[PAGE EXCERPT Boundary: Start]
Oh that I were possessed of sufficient eloquence to prove to that great mass of people who are emigrating from the British isles to the far distant shores of Australia and North America, the fallacy of the opinion,so universally entertained by some English, with regard to the risk and danger incurred by those possessed of lands within the limits of the Turkish dominions!  Would that I could divest them of the idea usually run away with by Englishmen, that they would be exposing their lives and property to the will and pleasure of ferocious three-tailed pashas, such as they have read of in books of travels, dated nearly half a century back, and whose detestable names and memory are now handed down to posterity in tales and Eastern ballads.

The real state of the Turkish empire is quite the reverse to what these good people imagine, and of late years any European, particularly since the siege of Acre, and an Englishman especially, commands universal respect from all the inhabitants of Syria, rich or poor, Christian or Jew.  There may be, perhaps, a few of the more bigoted beys and nobles, who, wishing to remain in undisturbed possession of their wealth, and the monopoly of land and labour, would regard the advent of enlightened strangers as likely to be an infringement on their position, dignity, and independence; but their rage and jealousy would prove as impotent as it would be contemptible.

It is, moreover, difficult to satisfy Europeans, especially Englishmen, that they can make safe investments in the Turkish dominions; but it is only requisite to enquire into the tenure of all sorts of property as held by Europeans in every part of Turkey for many years, to shew that their vested rights have never been questioned, and that when any injury or loss was proved to have been sustained to any such property, the official representative of the owner had only to submit his claim, and in every instance full and satisfactory redresswas instantly afforded; and I may refer, in proof of this, to an instance which occurred some years ago of losses sustained by the French Factory, on Mount Lebanon, owing to irregularities and outrages on the part of the petty local authorities, and others, for which ample indemnification was given.

I may state, as an additional confirmation, the case of the Rev. Goodall, the American Missionary, who was plundered by the soldiers during the Greek piratical invasion of Beyrout, to which I have before alluded.  As soon as quiet was re-established, the Consul applied to the Pasha for a restitution of the stolen property, or a tantamount value.  A list was made out, and so punctilious was the Pasha, that even a fowl, that had been ready trussed for roasting, was included amongst the missing articles, and every farthing was paid down out of the Government treasury.  And this is the case in most instances where a European is the aggrieved party; the Governor of the district will be sure to see justice done him and the Treasury is entitled to collect the sum disbursed from the heads of the villages in the immediate neighbourhood where the theft was committed.  This answers a double end; it satisfies the injured party, and ensures almost to a certainty the capture of the felon, for all the villagers are on the watch to discover the rogue that has brought on them such a taxation.
[PAGE EXCERPT Boundary: End]
[RECORDS SHOWN Boundary: Start]
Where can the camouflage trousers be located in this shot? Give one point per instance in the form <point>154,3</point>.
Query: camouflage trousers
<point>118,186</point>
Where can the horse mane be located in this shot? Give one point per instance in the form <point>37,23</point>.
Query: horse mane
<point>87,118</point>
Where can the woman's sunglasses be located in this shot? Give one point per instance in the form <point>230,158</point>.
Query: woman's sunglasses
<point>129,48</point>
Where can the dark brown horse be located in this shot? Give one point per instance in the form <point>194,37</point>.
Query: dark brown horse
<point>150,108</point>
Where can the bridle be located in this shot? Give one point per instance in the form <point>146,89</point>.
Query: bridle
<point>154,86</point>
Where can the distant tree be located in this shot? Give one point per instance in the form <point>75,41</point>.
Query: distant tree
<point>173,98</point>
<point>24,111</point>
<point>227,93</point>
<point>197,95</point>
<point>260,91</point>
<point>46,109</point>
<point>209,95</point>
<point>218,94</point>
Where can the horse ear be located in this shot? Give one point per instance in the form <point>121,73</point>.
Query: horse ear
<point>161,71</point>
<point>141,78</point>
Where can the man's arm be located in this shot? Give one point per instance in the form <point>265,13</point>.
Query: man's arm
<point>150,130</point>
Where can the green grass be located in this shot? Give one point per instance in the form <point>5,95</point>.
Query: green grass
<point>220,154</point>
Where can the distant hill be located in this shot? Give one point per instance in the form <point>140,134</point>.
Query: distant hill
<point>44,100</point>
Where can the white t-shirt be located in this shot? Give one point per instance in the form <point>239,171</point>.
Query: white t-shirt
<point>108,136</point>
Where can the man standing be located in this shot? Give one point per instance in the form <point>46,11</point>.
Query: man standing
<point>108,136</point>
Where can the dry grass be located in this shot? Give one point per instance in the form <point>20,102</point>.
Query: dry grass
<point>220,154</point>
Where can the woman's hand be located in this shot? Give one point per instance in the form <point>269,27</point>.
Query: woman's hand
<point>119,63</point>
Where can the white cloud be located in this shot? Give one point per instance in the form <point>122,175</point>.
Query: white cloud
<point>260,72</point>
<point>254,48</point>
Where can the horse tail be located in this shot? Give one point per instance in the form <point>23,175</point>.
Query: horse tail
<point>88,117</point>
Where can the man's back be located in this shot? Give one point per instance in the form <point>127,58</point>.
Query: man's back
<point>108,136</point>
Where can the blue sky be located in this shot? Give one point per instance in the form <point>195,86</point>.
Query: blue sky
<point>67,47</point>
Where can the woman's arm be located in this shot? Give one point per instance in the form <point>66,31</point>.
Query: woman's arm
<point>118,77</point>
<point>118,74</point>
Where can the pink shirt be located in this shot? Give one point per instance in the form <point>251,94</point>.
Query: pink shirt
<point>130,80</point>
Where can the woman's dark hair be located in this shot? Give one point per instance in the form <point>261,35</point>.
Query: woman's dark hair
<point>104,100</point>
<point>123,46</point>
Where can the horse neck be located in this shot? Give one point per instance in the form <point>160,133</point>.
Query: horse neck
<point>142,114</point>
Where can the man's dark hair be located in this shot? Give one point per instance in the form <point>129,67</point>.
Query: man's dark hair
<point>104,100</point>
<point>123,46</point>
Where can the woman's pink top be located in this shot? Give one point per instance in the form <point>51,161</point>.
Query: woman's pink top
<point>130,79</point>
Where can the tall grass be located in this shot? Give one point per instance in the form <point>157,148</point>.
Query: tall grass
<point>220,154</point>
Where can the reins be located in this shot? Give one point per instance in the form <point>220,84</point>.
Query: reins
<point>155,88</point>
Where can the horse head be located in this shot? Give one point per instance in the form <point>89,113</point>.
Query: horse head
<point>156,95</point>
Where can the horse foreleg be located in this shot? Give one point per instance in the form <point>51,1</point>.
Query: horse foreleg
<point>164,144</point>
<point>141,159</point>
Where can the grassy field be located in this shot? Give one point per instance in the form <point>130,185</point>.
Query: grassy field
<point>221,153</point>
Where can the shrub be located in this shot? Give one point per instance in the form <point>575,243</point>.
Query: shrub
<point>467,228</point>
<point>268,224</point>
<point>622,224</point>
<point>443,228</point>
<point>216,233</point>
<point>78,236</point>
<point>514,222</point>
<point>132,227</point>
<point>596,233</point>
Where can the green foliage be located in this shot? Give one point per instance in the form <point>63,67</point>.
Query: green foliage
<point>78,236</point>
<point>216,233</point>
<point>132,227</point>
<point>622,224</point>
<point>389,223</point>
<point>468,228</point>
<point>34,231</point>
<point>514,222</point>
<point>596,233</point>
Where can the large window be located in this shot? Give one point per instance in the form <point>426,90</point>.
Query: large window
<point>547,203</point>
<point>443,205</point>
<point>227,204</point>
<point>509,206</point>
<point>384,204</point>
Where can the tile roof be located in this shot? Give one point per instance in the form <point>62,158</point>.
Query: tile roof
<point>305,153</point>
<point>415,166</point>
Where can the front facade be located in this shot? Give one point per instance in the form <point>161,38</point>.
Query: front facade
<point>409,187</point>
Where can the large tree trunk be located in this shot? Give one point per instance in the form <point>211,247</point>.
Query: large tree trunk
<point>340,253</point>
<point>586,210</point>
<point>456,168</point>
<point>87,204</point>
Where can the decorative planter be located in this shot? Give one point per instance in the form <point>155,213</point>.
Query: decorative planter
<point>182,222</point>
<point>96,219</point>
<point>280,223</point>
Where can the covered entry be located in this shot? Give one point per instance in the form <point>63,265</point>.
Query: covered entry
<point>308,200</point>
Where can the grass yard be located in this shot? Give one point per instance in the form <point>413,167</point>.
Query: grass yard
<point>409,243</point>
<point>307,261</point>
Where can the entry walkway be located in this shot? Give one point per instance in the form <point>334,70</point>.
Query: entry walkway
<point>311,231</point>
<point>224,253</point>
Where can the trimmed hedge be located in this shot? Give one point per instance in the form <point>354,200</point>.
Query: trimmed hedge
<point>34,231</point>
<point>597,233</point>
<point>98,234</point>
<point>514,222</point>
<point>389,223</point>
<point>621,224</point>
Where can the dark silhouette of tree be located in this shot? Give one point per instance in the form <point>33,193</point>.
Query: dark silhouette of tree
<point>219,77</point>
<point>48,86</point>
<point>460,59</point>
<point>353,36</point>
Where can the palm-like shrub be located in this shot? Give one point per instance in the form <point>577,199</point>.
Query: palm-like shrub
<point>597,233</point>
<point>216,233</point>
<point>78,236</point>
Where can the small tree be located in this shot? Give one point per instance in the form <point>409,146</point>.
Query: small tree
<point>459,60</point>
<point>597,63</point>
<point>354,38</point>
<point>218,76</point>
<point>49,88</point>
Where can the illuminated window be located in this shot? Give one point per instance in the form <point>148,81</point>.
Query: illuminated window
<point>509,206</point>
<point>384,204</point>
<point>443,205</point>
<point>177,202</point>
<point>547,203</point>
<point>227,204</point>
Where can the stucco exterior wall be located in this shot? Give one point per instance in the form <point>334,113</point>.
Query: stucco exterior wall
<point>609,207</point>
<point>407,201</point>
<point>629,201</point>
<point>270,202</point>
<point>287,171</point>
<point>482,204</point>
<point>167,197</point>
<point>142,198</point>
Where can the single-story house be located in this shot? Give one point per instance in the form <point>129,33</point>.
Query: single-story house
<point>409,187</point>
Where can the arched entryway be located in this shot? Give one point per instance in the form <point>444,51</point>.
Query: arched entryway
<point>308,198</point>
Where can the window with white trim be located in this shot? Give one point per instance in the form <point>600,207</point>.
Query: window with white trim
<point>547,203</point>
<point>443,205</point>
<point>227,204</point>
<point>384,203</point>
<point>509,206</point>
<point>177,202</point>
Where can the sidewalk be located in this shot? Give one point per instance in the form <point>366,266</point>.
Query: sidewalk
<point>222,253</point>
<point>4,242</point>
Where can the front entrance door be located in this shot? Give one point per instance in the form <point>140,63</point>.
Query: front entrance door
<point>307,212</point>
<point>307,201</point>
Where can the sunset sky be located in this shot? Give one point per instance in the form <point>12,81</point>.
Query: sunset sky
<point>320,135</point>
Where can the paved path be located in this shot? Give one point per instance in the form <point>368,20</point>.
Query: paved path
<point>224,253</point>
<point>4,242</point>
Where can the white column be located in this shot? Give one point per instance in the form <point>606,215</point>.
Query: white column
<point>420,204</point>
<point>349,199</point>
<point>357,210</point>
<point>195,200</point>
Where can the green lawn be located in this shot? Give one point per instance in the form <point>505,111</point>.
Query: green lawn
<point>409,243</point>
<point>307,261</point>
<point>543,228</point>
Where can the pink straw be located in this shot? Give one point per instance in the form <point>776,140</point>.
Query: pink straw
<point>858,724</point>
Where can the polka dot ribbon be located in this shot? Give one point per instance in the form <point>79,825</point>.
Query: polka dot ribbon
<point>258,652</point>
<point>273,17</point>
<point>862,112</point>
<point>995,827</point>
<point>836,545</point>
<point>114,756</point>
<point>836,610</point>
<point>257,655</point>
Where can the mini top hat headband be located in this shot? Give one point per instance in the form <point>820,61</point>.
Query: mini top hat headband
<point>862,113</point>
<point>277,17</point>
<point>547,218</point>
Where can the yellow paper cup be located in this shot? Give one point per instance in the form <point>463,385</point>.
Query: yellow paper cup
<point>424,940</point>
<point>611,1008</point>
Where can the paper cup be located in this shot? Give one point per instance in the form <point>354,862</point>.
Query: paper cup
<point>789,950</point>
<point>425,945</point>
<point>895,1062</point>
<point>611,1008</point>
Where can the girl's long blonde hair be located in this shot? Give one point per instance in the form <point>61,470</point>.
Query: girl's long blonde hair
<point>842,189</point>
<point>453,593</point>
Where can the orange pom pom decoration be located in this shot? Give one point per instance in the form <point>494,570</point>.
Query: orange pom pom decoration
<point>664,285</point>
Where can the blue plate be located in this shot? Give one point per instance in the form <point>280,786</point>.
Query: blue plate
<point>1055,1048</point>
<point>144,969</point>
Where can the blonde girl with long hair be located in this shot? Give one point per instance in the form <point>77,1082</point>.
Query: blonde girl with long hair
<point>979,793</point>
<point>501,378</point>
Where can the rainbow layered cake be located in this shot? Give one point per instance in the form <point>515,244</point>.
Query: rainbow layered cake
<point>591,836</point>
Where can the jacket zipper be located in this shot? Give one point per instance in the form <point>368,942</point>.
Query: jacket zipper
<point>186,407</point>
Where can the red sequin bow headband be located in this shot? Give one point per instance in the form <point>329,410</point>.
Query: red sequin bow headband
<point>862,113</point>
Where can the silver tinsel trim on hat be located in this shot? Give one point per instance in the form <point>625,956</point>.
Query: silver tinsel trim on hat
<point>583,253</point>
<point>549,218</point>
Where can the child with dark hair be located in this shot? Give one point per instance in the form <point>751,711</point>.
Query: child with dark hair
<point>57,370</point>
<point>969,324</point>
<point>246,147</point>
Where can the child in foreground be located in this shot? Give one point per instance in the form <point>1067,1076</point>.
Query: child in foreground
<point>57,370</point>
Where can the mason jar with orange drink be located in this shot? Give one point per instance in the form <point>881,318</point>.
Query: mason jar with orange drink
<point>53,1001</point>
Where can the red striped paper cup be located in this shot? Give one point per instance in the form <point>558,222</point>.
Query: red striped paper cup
[RECORDS SHOWN Boundary: End]
■ EXERCISE BRIEF ■
From the excerpt about property in the Turkish dominions, list every kind of inhabitant of Syria that it names as respecting Europeans.

■ SOLUTION TO THE EXERCISE ■
- rich
- poor
- Christian
- Jew